**DIRECTION**
Render each line of the listing below as a string in a JSON list, one string per line, omitting blank lines and leaving the pictures out.

(Listing from a data source)
━━━━━━━━━━━━━━━━━━━━
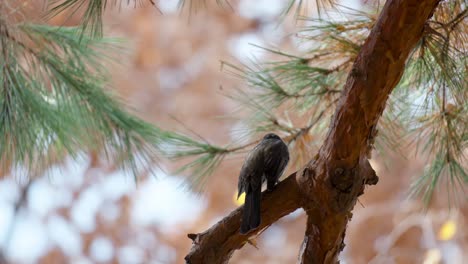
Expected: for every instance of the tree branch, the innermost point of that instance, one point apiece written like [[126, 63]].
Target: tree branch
[[337, 175], [217, 244]]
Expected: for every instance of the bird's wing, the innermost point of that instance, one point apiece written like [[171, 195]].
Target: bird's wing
[[276, 159], [252, 171]]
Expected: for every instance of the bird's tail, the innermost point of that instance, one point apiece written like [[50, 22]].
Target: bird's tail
[[251, 214]]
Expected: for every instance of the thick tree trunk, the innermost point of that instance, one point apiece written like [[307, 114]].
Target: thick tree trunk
[[338, 174]]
━━━━━━━━━━━━━━━━━━━━
**RESULT OF THE TASK**
[
  "Expected: for every instance of the tree branch, the innermost point of that instance, one point apiece written like [[126, 63]].",
  "Target: tree branch",
  "[[337, 175], [217, 244]]",
  "Expected: for every instance of the bird's wing, the innermost point of that instance, one point apiece written like [[171, 195]].",
  "Target: bird's wing",
  "[[276, 159], [252, 171]]",
  "Expected: for every instance of the bird's tail, the innermost point of that instance, one point apiece written like [[50, 22]].",
  "Target: bird's tail",
  "[[251, 214]]",
  "Expected: for every instance of the thick tree trunk, the innermost point of that instance, one point apiece written like [[307, 114]].",
  "Target: thick tree trunk",
  "[[338, 174]]"
]